• [Text for analysis]:
- - -
The Hidden History of Stanford University: IQ Testing, Eugenics, and Murder
23rd November 2015
Steve Sailer digs into the past so you don’t have to.
The first American IQ test, the Stanford-Binet, was created just before World War I by Lewis Terman, who went on to do the first long-term tracking study of high IQ individuals, The Genetic Studies of Genius or Terman’s Termites. (Future Nobel Physicist William Shockley famously just missed scoring high enough to qualify.)
Lewis Terman’s son Fred Terman, Stanford’s longtime Dean of Engineering, is often called the Father of Silicon Valley. Fred Terman, the mentor of Hewlett & Packard, devised both the high tech start-up model for Silicon Valley and brought in huge amounts of Cold War aerospace spending to build the Valley’s tech infrastructure.
The other main candidate for the role of the Father of Silicon Valley, physicist / eugenicist William Shockley, was hired as a Stanford professor by his friend Fred Terman.
It’s almost as if there’s a pattern that Stanford and Silicon Valley believe that intelligence matters and that it’s not wholly malleable through social engineering … But of course that has all been discredited, as demonstrated by Silicon Valley’s lavish hiring of non-Asian minorities for engineering jobs.
- - -
Stored data entries

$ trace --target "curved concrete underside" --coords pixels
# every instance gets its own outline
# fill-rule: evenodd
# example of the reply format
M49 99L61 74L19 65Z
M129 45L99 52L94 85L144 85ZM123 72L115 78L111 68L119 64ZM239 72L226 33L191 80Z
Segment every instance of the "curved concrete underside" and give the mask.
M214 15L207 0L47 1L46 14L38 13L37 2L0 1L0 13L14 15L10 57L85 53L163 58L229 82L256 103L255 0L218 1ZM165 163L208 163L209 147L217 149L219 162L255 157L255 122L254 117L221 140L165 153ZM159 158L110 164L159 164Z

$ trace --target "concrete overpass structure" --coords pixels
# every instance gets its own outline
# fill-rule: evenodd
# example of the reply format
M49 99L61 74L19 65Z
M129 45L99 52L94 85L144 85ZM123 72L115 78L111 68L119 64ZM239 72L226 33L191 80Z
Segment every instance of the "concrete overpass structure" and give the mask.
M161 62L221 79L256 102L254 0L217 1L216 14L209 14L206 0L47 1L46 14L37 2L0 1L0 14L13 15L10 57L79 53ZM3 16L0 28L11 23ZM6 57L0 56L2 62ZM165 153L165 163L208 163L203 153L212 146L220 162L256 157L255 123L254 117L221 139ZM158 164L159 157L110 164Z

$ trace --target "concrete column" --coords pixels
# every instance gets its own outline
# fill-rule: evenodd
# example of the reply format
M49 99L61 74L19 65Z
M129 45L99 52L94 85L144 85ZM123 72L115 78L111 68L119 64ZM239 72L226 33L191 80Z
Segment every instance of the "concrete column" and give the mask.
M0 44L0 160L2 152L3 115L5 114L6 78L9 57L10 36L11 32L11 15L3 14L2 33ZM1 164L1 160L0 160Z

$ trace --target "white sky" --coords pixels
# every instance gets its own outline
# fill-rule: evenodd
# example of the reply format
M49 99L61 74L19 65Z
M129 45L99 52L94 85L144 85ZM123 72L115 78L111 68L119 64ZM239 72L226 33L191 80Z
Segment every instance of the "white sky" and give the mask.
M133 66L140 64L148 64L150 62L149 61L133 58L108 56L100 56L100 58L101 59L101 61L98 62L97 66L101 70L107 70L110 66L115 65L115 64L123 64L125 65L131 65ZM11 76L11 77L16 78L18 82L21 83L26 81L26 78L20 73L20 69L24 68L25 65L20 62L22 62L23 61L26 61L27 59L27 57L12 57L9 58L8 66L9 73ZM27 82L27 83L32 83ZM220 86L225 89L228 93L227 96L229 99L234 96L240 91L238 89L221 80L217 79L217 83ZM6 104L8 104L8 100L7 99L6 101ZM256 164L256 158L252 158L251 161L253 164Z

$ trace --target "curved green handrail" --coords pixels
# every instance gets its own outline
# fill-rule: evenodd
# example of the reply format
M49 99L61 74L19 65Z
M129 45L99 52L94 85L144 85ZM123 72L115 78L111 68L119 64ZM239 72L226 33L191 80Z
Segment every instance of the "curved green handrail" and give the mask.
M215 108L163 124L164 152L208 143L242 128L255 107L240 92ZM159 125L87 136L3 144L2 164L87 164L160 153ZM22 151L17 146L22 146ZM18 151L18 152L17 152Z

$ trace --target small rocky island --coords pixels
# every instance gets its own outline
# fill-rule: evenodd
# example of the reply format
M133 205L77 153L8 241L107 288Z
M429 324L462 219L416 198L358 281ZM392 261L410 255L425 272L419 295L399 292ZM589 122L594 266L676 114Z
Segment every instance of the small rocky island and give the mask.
- - -
• [Actions to take]:
1 - In the text on Stanford's history, who hired William Shockley as a Stanford professor?
2 - Reproduce the text on Stanford's history from "The first American" to "Valley’s tech infrastructure.", substituting "federal" for "Cold War".
The stored data entries are not required for any of the work here.

• [Solved tasks]:
1 - His friend Fred Terman.

2 -
The first American IQ test, the Stanford-Binet, was created just before World War I by Lewis Terman, who went on to do the first long-term tracking study of high IQ individuals, The Genetic Studies of Genius or Terman’s Termites. (Future Nobel Physicist William Shockley famously just missed scoring high enough to qualify.)
Lewis Terman’s son Fred Terman, Stanford’s longtime Dean of Engineering, is often called the Father of Silicon Valley. Fred Terman, the mentor of Hewlett & Packard, devised both the high tech start-up model for Silicon Valley and brought in huge amounts of federal aerospace spending to build the Valley’s tech infrastructure.